## [Task requirements]
Rewrite everything from the line containing "If you could segment every instance of the concrete" down to the line containing "M 242 19 L 231", switching "concrete floor" to "tiled floor" and leaving all else unchanged.

## [Data entries]
———
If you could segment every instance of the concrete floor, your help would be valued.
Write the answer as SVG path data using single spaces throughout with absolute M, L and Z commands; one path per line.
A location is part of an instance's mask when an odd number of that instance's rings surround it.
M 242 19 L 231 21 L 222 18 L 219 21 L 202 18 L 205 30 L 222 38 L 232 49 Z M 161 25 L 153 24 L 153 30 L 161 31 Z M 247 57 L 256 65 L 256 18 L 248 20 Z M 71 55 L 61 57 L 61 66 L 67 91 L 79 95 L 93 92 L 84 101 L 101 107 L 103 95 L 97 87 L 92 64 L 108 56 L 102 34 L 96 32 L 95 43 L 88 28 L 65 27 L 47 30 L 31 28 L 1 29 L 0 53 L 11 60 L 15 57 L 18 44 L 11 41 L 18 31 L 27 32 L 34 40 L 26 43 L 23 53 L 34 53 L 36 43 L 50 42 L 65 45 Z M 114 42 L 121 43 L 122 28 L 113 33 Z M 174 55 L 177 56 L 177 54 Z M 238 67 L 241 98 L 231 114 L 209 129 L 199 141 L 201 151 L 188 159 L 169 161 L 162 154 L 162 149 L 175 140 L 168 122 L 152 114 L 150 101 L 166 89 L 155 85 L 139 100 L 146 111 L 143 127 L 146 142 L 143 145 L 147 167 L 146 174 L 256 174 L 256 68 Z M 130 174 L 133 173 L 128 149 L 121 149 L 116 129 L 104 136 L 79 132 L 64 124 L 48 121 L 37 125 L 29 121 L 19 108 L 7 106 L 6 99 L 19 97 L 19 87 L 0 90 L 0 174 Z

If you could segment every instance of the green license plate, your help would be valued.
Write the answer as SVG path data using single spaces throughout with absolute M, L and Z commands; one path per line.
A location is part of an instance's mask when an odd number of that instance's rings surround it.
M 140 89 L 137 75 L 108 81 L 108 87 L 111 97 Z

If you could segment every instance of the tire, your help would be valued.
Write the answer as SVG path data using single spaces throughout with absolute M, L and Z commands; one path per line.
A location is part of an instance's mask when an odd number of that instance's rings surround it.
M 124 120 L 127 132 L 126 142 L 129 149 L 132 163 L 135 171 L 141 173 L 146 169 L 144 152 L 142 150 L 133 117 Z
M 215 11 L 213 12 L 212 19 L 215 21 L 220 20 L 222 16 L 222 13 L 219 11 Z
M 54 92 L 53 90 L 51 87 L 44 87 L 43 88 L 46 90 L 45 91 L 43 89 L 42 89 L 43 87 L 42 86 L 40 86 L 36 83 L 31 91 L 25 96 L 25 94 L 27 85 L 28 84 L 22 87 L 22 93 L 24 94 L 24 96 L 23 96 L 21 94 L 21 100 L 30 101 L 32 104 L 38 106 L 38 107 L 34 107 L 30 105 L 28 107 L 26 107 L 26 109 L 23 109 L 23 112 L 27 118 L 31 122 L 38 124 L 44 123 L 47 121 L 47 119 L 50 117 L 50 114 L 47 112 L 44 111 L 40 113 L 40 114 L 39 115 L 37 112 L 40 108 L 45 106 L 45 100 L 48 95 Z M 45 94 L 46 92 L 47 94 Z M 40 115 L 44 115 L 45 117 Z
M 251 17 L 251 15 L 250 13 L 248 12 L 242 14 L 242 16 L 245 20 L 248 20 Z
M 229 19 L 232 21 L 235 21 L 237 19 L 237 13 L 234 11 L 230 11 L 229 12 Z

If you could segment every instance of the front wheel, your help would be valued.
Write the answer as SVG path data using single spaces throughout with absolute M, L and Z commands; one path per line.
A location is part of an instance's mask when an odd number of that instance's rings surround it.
———
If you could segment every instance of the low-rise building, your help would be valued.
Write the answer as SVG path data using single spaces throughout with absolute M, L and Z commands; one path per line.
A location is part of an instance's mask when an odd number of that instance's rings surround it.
———
## [Reply to the task]
If you could segment every instance of the tiled floor, your help would be valued.
Write the answer as SVG path data using single spaces throughout with absolute M, L and Z commands; one path per line.
A location is part of an instance's mask when an odd number of that instance's rings surround it.
M 242 19 L 231 21 L 222 18 L 219 21 L 202 18 L 205 30 L 222 38 L 232 49 Z M 161 25 L 153 24 L 153 30 L 161 31 Z M 247 57 L 256 65 L 256 18 L 248 20 Z M 71 55 L 61 57 L 61 66 L 67 91 L 79 95 L 93 92 L 84 101 L 101 107 L 103 95 L 97 87 L 92 64 L 108 56 L 102 34 L 96 32 L 95 43 L 88 28 L 65 27 L 47 30 L 31 28 L 1 29 L 0 53 L 11 60 L 15 57 L 18 44 L 11 41 L 18 31 L 27 32 L 34 40 L 26 43 L 23 53 L 34 53 L 36 43 L 50 42 L 65 45 Z M 114 42 L 121 43 L 122 28 L 113 33 Z M 174 55 L 177 56 L 177 54 Z M 238 67 L 241 98 L 231 114 L 209 129 L 199 141 L 201 151 L 188 159 L 169 161 L 162 154 L 162 149 L 175 140 L 168 122 L 152 114 L 150 101 L 166 89 L 155 85 L 139 100 L 146 111 L 143 127 L 146 142 L 143 145 L 147 167 L 146 174 L 256 174 L 256 68 Z M 130 174 L 133 173 L 128 149 L 121 149 L 116 129 L 104 136 L 79 132 L 64 124 L 48 121 L 37 125 L 29 121 L 19 108 L 7 106 L 6 99 L 19 97 L 19 87 L 0 90 L 0 174 Z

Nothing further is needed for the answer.